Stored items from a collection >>

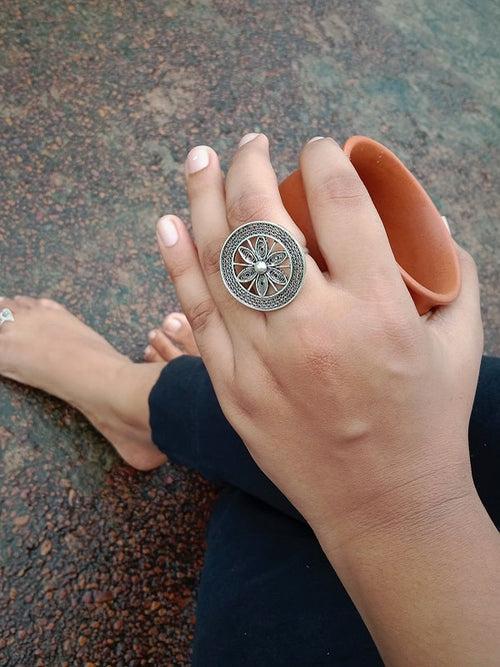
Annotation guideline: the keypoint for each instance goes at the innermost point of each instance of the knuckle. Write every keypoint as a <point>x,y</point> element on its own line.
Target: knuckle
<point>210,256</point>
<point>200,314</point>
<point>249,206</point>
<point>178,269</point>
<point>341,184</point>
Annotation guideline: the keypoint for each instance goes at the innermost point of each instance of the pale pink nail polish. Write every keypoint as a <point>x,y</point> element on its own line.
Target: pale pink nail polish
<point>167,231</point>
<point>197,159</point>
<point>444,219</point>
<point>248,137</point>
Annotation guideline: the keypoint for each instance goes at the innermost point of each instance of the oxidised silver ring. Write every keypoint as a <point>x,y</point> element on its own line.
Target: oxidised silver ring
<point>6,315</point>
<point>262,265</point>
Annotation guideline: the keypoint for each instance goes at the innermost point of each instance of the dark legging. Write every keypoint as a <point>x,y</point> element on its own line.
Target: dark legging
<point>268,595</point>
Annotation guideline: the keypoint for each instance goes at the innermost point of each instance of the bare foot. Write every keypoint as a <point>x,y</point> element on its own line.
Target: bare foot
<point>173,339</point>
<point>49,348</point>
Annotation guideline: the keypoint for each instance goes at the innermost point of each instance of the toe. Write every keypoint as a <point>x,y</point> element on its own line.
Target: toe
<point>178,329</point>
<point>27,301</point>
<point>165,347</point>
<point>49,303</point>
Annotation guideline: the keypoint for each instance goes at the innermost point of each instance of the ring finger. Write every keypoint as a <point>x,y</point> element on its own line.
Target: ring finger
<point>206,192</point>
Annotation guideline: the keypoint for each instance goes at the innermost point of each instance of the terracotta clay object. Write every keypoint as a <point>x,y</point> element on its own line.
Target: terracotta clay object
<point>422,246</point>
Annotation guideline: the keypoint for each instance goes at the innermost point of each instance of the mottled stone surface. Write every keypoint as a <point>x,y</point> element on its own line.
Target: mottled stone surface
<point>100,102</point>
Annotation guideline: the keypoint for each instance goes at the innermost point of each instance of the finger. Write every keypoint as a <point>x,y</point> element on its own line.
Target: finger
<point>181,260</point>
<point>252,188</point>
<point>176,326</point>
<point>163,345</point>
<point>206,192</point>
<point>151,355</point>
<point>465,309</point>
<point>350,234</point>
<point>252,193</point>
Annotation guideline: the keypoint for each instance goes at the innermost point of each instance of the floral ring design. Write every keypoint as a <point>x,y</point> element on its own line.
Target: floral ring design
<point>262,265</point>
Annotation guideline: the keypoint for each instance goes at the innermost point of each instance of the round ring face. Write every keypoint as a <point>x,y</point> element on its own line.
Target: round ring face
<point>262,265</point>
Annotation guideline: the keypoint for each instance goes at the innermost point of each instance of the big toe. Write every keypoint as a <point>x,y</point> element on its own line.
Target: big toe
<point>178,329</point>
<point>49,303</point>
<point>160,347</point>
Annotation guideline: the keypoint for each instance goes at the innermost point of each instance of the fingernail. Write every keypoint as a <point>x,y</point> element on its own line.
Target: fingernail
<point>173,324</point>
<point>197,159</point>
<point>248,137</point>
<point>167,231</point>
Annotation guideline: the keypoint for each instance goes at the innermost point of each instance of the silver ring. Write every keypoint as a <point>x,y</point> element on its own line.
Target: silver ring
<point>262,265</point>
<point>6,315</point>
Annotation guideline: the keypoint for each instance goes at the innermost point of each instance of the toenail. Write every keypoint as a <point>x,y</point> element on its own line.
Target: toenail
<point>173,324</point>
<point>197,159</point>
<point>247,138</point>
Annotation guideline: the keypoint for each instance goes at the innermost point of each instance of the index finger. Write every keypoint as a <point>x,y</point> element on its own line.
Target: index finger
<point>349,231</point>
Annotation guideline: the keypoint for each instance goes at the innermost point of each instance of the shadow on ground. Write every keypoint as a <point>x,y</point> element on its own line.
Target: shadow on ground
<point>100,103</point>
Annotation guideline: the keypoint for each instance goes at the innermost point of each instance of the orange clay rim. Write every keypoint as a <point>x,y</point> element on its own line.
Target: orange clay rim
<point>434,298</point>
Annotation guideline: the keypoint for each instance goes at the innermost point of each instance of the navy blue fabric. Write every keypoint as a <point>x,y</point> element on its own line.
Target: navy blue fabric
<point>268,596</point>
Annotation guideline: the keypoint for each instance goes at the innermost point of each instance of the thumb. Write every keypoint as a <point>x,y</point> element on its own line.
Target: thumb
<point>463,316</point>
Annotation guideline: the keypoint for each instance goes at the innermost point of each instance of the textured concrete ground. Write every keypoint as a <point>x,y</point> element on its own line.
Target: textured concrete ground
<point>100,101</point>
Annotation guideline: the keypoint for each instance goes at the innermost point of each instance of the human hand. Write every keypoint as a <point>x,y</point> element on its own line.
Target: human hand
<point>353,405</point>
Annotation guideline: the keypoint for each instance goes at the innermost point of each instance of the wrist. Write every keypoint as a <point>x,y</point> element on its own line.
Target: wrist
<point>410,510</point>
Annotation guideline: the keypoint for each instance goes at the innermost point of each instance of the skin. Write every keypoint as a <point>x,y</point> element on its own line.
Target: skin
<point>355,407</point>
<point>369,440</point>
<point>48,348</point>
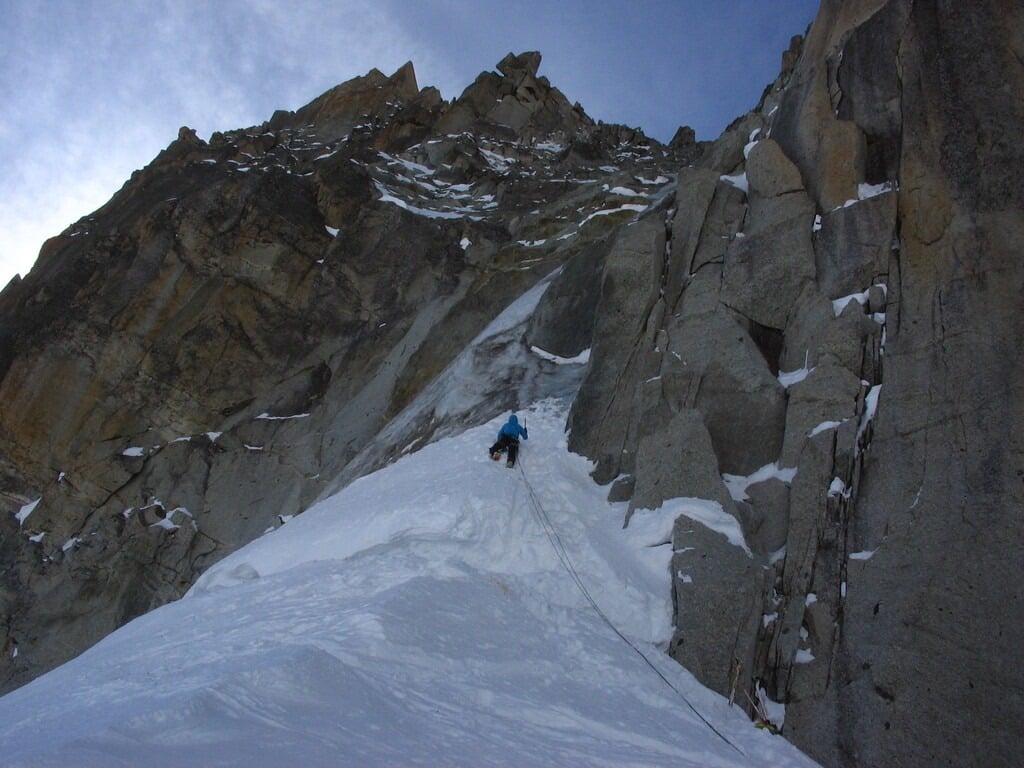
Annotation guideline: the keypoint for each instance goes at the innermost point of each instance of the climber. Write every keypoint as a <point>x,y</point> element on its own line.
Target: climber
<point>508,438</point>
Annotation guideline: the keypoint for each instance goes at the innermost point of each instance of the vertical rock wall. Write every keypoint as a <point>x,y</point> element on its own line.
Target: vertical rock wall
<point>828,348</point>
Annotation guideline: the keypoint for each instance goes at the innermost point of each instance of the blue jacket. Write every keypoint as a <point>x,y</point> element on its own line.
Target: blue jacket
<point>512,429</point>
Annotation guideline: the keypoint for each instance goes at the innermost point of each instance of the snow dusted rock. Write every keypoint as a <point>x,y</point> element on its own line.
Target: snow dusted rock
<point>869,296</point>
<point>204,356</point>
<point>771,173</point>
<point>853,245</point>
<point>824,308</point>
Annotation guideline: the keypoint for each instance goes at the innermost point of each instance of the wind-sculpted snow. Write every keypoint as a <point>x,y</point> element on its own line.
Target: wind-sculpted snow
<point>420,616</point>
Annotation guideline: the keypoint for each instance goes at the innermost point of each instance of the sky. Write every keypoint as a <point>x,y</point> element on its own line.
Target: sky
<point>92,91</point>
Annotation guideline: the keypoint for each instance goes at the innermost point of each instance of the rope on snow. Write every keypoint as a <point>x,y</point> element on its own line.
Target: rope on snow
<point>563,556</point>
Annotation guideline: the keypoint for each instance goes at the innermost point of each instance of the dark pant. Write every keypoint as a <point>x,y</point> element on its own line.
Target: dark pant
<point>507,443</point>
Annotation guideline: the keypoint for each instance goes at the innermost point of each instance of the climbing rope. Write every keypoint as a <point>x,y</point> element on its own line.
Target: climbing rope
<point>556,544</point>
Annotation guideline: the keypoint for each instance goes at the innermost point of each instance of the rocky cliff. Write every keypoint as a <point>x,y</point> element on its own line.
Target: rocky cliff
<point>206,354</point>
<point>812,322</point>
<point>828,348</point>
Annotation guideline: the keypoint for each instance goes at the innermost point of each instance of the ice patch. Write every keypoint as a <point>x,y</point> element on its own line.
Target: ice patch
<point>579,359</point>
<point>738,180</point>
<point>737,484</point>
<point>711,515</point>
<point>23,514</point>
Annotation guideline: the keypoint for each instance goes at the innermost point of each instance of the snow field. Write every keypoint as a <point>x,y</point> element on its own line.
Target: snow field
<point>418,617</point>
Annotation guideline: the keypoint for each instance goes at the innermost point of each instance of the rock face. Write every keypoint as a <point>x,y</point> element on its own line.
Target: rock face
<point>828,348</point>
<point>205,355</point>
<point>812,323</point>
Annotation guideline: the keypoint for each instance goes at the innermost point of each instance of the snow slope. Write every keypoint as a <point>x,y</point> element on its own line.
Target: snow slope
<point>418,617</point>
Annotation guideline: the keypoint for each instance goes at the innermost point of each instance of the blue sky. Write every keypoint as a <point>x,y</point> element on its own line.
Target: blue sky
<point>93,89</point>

* * *

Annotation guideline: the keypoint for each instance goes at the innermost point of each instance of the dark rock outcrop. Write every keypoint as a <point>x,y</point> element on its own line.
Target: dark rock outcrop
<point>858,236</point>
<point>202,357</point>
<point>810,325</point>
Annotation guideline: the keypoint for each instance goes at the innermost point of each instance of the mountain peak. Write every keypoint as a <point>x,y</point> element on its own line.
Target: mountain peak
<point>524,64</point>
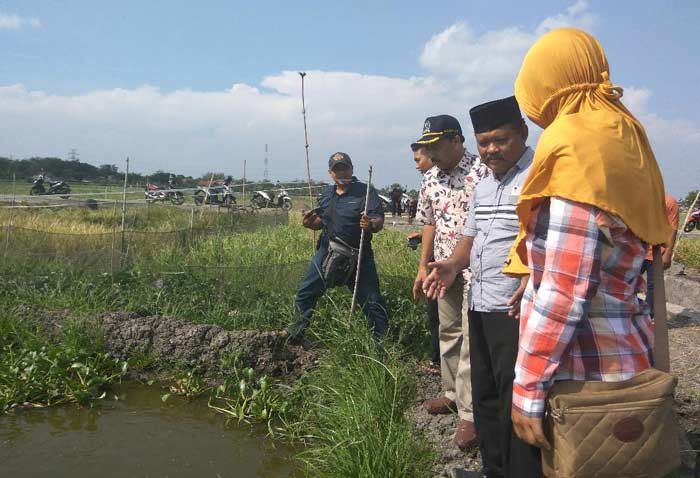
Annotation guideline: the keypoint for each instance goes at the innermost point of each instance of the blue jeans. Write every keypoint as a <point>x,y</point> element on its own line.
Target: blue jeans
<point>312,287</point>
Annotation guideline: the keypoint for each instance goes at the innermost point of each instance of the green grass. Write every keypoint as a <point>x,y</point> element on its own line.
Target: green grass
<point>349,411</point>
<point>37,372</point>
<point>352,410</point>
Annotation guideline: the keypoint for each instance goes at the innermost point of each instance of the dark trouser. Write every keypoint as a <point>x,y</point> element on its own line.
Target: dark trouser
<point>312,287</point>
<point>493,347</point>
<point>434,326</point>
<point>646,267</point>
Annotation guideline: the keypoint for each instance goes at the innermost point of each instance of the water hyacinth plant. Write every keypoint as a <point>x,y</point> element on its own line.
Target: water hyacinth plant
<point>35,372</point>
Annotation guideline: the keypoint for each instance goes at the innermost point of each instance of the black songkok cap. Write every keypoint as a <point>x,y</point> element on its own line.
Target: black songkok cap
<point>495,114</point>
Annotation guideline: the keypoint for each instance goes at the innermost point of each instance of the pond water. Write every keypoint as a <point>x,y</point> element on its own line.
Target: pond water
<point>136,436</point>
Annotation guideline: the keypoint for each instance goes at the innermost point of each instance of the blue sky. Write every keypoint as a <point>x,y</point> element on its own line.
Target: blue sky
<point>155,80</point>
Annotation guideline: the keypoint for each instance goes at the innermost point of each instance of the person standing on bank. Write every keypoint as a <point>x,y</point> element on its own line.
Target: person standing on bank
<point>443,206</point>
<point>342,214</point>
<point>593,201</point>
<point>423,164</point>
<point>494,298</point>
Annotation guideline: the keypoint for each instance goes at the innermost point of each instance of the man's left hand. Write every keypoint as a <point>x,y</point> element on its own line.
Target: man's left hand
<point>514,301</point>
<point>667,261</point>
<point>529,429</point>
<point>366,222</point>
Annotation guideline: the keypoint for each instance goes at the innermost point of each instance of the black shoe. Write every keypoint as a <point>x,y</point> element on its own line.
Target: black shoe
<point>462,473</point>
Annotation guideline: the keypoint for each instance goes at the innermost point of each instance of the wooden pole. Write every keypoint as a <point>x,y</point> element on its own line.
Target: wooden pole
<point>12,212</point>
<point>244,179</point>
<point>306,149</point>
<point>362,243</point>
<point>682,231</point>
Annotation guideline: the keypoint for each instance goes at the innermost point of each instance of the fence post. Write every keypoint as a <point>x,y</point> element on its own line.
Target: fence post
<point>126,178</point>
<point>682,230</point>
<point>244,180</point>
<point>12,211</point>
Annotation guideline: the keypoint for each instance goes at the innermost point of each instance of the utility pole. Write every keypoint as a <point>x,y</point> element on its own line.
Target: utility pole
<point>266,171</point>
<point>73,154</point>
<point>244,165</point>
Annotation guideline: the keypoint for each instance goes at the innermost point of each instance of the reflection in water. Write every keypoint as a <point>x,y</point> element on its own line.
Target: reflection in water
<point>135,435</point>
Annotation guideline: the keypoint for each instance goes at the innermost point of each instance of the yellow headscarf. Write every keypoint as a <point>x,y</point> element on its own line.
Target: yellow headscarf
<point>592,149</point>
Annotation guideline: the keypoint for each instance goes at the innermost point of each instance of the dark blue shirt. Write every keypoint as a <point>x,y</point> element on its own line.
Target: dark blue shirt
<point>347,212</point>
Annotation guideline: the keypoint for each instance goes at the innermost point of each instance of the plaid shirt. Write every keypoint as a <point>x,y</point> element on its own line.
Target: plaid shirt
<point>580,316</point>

...

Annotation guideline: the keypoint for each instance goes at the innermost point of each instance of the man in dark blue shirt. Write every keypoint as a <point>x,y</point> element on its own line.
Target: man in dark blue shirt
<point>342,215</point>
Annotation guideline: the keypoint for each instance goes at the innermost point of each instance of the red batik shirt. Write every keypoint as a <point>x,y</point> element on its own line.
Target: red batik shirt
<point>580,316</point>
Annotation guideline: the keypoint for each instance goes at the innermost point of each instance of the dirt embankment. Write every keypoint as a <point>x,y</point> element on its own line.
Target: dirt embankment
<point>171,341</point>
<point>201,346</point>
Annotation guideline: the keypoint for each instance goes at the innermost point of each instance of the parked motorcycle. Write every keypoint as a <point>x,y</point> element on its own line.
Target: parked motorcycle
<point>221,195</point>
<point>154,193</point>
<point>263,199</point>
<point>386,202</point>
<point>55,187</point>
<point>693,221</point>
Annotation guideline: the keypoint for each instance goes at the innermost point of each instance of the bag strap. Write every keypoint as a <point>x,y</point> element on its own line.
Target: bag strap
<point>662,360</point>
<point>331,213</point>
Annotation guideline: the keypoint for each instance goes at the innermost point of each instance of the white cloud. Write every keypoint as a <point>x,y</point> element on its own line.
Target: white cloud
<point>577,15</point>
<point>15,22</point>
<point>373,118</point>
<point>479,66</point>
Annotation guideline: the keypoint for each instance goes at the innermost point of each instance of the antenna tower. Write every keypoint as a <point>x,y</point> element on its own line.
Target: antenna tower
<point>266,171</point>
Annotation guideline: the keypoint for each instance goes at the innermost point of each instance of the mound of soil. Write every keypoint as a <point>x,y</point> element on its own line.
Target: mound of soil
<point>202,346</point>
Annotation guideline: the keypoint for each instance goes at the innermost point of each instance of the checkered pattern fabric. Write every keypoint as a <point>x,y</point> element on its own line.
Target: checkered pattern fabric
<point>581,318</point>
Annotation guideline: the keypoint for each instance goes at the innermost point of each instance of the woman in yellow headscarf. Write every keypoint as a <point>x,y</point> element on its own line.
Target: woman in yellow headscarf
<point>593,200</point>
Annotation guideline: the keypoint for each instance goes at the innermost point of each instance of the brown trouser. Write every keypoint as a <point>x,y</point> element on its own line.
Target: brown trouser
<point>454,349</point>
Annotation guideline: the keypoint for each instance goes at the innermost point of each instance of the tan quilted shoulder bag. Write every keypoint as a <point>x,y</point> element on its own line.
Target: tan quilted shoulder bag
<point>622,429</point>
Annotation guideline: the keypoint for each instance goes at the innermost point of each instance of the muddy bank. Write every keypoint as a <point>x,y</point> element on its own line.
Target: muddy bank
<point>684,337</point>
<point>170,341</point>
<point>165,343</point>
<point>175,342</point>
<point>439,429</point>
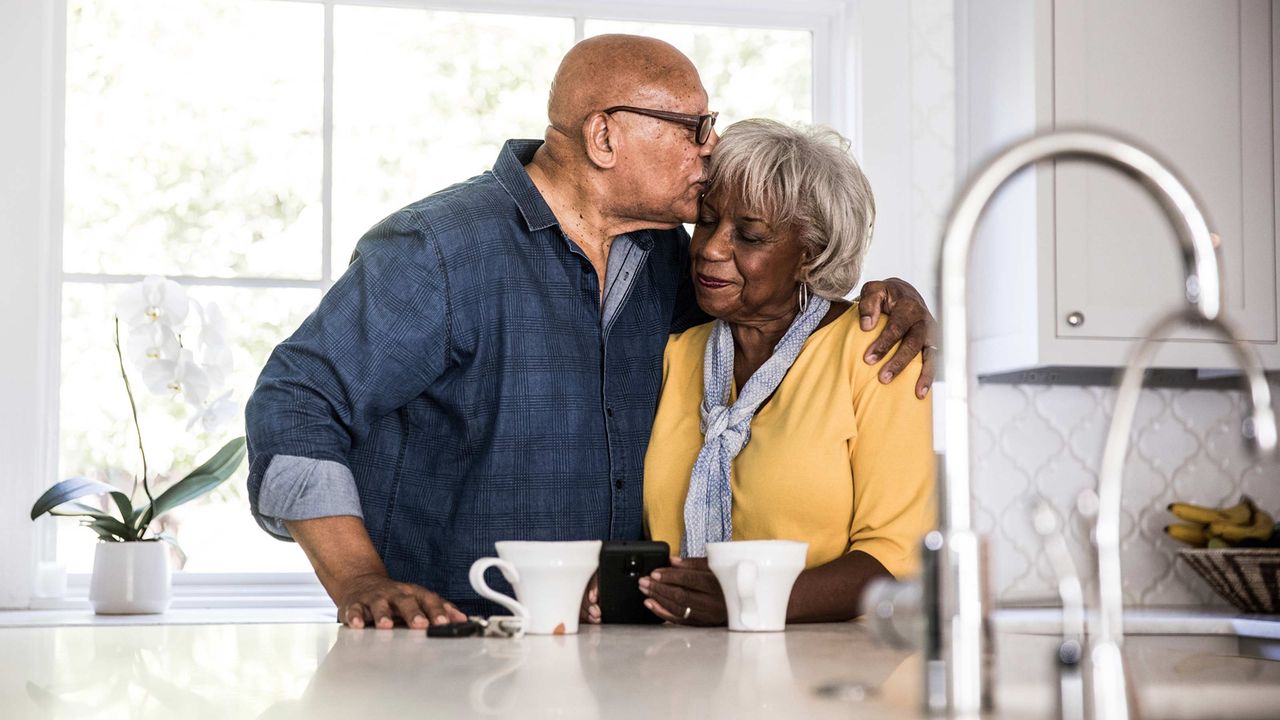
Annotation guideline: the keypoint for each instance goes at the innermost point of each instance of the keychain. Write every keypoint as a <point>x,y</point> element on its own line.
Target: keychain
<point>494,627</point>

OBJECTIVE >>
Lay out everything in the material from the line containing "of the thumb." down to and including the line containing "<point>463,316</point>" as a Markdown table with the columns Row and Line, giving each line a row number and leaving out blank lines.

TASK RESULT >>
| Row | Line |
|---|---|
| 1 | Annotation guideline: the keypoint for each instance goes at the innermost point of each instance of the thumb. Write every keypoint as a <point>x,y</point> element on its own line. |
| 2 | Target: thumb |
| 3 | <point>463,316</point> |